Dataset rows:
************
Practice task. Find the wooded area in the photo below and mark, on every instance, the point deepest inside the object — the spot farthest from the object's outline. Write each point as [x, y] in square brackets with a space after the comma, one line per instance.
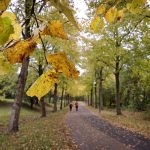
[49, 57]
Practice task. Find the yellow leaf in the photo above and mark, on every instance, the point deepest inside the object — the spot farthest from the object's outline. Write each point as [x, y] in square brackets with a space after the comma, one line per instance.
[4, 65]
[111, 14]
[6, 29]
[17, 27]
[19, 50]
[55, 28]
[61, 64]
[120, 14]
[100, 10]
[43, 84]
[4, 4]
[97, 24]
[68, 12]
[136, 6]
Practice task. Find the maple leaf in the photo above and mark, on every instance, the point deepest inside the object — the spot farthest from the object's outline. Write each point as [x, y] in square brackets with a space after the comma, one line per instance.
[6, 29]
[62, 6]
[100, 10]
[61, 64]
[4, 4]
[43, 84]
[19, 50]
[9, 28]
[97, 24]
[17, 27]
[5, 67]
[111, 14]
[55, 28]
[135, 7]
[120, 14]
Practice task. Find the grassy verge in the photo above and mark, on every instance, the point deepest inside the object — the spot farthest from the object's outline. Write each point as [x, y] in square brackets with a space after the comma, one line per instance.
[133, 121]
[36, 133]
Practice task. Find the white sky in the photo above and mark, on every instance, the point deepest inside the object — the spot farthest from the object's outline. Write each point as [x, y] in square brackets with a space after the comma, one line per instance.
[81, 9]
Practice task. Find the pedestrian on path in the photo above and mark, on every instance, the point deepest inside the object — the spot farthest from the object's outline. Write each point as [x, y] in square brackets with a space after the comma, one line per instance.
[70, 106]
[76, 105]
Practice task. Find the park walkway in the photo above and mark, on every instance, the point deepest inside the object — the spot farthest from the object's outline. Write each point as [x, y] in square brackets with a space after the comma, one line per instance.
[90, 132]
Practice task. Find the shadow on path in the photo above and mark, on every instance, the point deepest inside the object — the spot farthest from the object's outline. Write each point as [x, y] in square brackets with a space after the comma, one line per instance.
[93, 133]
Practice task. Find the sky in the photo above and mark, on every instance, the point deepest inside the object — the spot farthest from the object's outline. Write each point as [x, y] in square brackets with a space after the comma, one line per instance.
[81, 9]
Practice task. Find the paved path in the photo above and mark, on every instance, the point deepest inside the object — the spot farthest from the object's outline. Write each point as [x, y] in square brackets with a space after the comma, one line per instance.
[93, 133]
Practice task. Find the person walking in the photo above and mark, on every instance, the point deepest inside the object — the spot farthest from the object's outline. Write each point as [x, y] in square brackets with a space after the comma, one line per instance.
[70, 106]
[76, 105]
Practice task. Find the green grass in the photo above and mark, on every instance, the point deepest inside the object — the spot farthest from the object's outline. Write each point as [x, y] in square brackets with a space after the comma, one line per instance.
[133, 121]
[35, 133]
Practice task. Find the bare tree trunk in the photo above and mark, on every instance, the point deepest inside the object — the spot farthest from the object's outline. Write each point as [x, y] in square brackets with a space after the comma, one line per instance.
[55, 98]
[118, 107]
[15, 113]
[101, 90]
[62, 96]
[43, 109]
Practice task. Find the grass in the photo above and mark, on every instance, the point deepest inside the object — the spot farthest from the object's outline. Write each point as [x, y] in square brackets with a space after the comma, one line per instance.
[35, 133]
[133, 121]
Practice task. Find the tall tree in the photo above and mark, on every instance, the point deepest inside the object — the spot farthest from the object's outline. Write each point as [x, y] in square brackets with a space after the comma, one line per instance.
[13, 125]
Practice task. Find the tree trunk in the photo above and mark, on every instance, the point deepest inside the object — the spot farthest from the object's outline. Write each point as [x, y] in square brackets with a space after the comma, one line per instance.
[43, 109]
[118, 107]
[50, 96]
[62, 96]
[43, 114]
[91, 101]
[55, 97]
[15, 113]
[101, 90]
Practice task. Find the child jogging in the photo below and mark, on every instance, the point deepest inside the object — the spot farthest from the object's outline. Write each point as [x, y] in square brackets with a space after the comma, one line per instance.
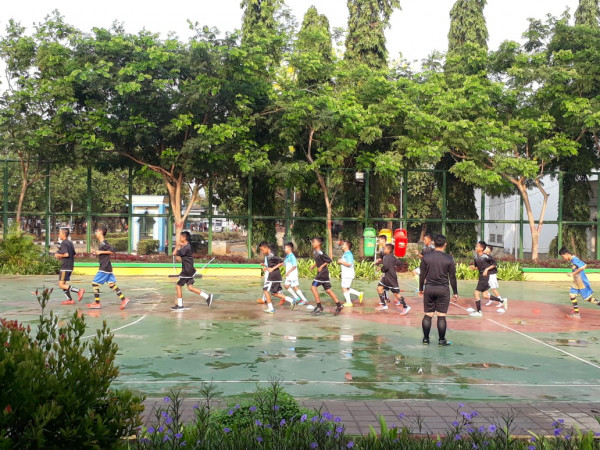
[581, 284]
[272, 286]
[105, 273]
[292, 282]
[183, 250]
[322, 278]
[66, 253]
[348, 274]
[389, 281]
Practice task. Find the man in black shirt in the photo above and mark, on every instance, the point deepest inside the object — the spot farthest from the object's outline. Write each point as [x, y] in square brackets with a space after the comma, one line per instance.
************
Aim of the exercise: Please give every line of the records above as a JSON list of strings, one string per line, skipping blank lines and leaving the pictures out.

Full answer:
[
  "Practice task. Find the wooded area in the photo below and mark, on every instance, the point deepest inside the object — the spot farthest from the object's outline. Write each point as [x, y] in square brackets with a space after the comma, one line per instance.",
  "[49, 57]",
  "Practice task. Find the yellow leaf in the photo above and mark, on every instance, the point deepest inside the object — the spot farthest from the object's outline. Write each point as [x, y] in square brackets with a space after the comma, one line per instance.",
  "[4, 65]",
  "[111, 14]",
  "[6, 29]",
  "[17, 27]",
  "[19, 50]",
  "[55, 28]",
  "[61, 64]",
  "[120, 14]",
  "[100, 10]",
  "[43, 84]",
  "[4, 4]",
  "[97, 24]",
  "[68, 12]",
  "[136, 6]",
  "Practice task. Find the maple leaf in the photo above and mark, on every instance, the point deepest inside the object — the spot farthest from the object's outline. Write each point as [x, y] in square brackets with a space after the comma, one line per instance.",
  "[6, 29]",
  "[62, 6]",
  "[100, 10]",
  "[61, 64]",
  "[4, 4]",
  "[43, 84]",
  "[19, 50]",
  "[9, 28]",
  "[97, 24]",
  "[17, 27]",
  "[5, 67]",
  "[111, 14]",
  "[55, 28]",
  "[135, 7]",
  "[120, 14]",
  "Practice task. Find the grassy verge in the photo above and mark, on every instance, the point deepest inside the object — the spot farthest from the object's outline. Write each point as [x, y] in square brackets with a space after the comma, one line per instance.",
  "[133, 121]",
  "[36, 133]",
  "Practice task. Find the white sky in the photo above and mark, on every instance, the point deepest inside the object — the spot farthest from the object's outline. Write each point as [x, y] in square brackets with a space after the comma, one line per instance.",
  "[81, 9]",
  "Practice task. Find the pedestrian on path in the photo above and mark, on every instance, the point deepest inside the object — the spot farthest from the object's outline. Write each point as [x, y] in square brackets with a space after the comma, one line per instance.",
  "[70, 106]",
  "[76, 105]",
  "Practice task. Find the park walkway in the photo above and mark, on every instance, the point deepest inside the object — the spot farthest from the object's outline. Write each point as [x, y] in square brackets with a space after the comma, one line per instance.",
  "[90, 132]",
  "Practice task. Find the shadow on path in the photo above and mark, on every instance, the point deepest inside the object — the spot farthest from the object's outline. Write each point as [x, y] in square brackets with a space after the comma, one line per instance.",
  "[93, 133]",
  "Practice task. Find the sky in the photo above and mark, on every instance, the point deepest inside the object — the spot farthest from the object's outline. Write each point as [x, y] in square brackets with a space after the comma, one line per instance.",
  "[81, 9]",
  "Practice task. Find the paved path in the photo above and mark, on every instance, the point deepest inside the object — the spot farthest from the object's outline. Write each point as [x, y] in square brackets with a space after the comma, one line per instance.",
  "[93, 133]",
  "Practice task. Find the person walking in the photo above and mark, on every instance, the point deepest inside the object — the spot farthest from the object's outline. Write each point as [x, y] in square brackets with a space after the comma, one line per instance.",
  "[70, 106]",
  "[76, 105]",
  "Practice task. Find the green grass in the photo above and mark, on every instance, the point deepest inside the object — the spot farthest from the object's outline. Write each point as [x, y] in square brackets with a space after the comma, one line per instance.",
  "[133, 121]",
  "[35, 133]",
  "Practice task. Find the bare tree trunk in the photo above and mark, on every instance, the point deepest inside the object — the spot farthest from the object's outline. Write each point as [x, y] in square brackets with a space after the comma, one line per instance.",
  "[55, 98]",
  "[118, 107]",
  "[15, 113]",
  "[101, 90]",
  "[62, 96]",
  "[43, 109]",
  "Practice task. Find the grass in the photo above and mark, on every instance, the point deepest inside the object — the spot farthest from the object's outline. Write each point as [x, y] in square brackets with a space after the comma, one line per instance.",
  "[35, 133]",
  "[133, 121]",
  "Practice task. Find the tall tree in the photo above and mark, on every instance, the point deepest inside the object — the spot farthest from the object's outline. Write each point as [x, y] in square brackets with a space after the comma, one line per instance.",
  "[13, 125]",
  "Practice task. Find the tree trunk in the photo above and mark, on every instance, the point deepest inside the object — the spot farthest from the object's outline. Write each point as [x, y] in square brackets with a space after the comma, one line per instance.",
  "[43, 109]",
  "[118, 107]",
  "[50, 96]",
  "[62, 96]",
  "[43, 114]",
  "[91, 101]",
  "[55, 97]",
  "[15, 113]",
  "[101, 90]",
  "Practice task. Find the child jogging in the photo below and mark, on every instance, the point deepest inside the object — the spot farthest from the object's outline. Write each point as [x, y] in square brackets with a space after the comma, one line per instance.",
  "[581, 284]",
  "[272, 286]",
  "[105, 273]",
  "[292, 282]",
  "[183, 250]",
  "[322, 278]",
  "[66, 253]",
  "[348, 274]",
  "[389, 281]",
  "Practice task. Find the man in black shirt in the photo above and mark, on every instance, the point deepest inside the object — the spot farthest from the object's outline. Write each point as [x, y] in square brackets with a space after the comma, one line per instance."
]